[Excerpts from segmentation records]
====

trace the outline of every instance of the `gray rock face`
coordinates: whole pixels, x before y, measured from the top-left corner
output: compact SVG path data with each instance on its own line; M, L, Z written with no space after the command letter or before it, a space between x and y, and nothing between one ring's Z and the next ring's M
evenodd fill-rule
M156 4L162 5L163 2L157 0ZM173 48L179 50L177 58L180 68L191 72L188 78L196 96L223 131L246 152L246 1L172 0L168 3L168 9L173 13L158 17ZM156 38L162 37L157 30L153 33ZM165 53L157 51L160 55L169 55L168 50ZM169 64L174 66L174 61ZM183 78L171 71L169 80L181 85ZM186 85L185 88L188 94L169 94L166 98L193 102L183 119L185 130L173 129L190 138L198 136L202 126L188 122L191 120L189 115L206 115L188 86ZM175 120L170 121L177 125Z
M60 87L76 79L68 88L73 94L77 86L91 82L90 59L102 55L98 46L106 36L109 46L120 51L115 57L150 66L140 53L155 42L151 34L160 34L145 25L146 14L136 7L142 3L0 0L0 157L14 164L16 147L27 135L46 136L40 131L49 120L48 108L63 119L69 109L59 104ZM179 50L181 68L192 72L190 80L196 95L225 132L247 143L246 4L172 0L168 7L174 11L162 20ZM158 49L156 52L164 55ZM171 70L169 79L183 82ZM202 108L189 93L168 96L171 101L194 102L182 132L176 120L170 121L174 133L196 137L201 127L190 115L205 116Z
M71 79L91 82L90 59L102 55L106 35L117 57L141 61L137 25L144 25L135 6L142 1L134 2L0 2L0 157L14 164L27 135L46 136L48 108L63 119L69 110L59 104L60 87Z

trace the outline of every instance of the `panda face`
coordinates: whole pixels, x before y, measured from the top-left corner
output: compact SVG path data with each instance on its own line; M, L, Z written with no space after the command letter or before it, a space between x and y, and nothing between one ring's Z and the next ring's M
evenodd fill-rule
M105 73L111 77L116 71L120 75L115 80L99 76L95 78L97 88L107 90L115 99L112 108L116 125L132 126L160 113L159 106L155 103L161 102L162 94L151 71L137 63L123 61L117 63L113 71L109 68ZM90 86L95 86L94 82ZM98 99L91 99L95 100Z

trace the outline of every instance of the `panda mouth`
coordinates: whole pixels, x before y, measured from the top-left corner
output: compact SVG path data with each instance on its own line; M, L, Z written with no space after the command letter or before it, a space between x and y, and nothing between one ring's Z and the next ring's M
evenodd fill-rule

====

- WHAT THE TASK ASKS -
Swap "evenodd" for "nonzero" everywhere in the items above, then write the items out again with every other part left as it is.

- TASK ANSWER -
trace the outline of every instance of the `gray rock face`
coordinates: whole pixels, x before y, measured from the top-left corner
output: compact SVG path data with each instance on its own line; M, L, Z written with no space after the command letter or before it, a space between x and y, and nothing between one ring's Z and the next ring's M
nonzero fill-rule
M156 4L162 5L163 2L157 0ZM173 48L179 50L177 58L180 68L191 72L188 78L196 96L223 131L246 152L246 1L172 0L168 3L168 9L173 13L158 17ZM156 38L162 37L157 30L153 33ZM165 53L157 51L160 55L169 55L168 50ZM169 64L174 66L174 61ZM183 78L171 71L169 80L181 85ZM186 85L185 88L188 94L169 94L166 98L193 102L183 119L185 130L173 129L190 138L198 136L202 126L188 122L191 120L189 115L206 115L188 86ZM175 120L170 121L177 125Z
M60 87L76 79L68 88L73 94L77 86L91 82L90 59L102 55L98 46L106 36L109 46L120 51L115 57L150 66L140 53L155 42L151 34L160 34L145 25L146 14L136 7L142 3L0 0L0 157L14 164L16 147L27 135L46 136L40 131L49 120L48 108L63 119L69 109L59 104ZM179 50L181 68L192 72L190 80L196 95L225 132L247 143L246 4L172 0L168 7L174 11L162 20ZM158 49L156 52L164 55ZM171 70L169 79L183 82ZM202 108L189 93L168 96L171 101L194 102L182 132L176 120L170 121L174 133L196 137L201 127L190 115L205 116Z
M71 79L91 82L90 59L102 55L106 35L117 57L141 61L137 25L144 25L135 6L142 1L134 2L0 2L0 157L14 164L27 135L46 136L48 108L63 119L69 110L59 104L60 87Z

trace the outline of every instance of the `panda face`
coordinates: whole pixels, x before y, measured from the top-left corner
output: compact SVG path data with each instance on its own line; M, L, Z written with no space after the command letter or before it, a space between x and y, and nothing between one ring's Z and the next ring's M
nonzero fill-rule
M105 73L111 77L116 71L120 75L115 80L99 76L95 78L97 88L107 90L115 99L112 108L116 125L132 126L160 113L159 106L155 103L161 102L162 94L151 71L137 63L123 61L117 63L113 71L109 68ZM90 86L95 86L94 82ZM98 99L91 99L95 100Z

trace the outline of every instance of the `panda mouth`
coordinates: whole pixels, x before y, measured from the top-left corner
output: compact SVG path data with each instance on its own line; M, L, Z written with no space after the command letter or before it, a space between x and y, and nothing between one ring's Z and the next ring's M
nonzero fill-rule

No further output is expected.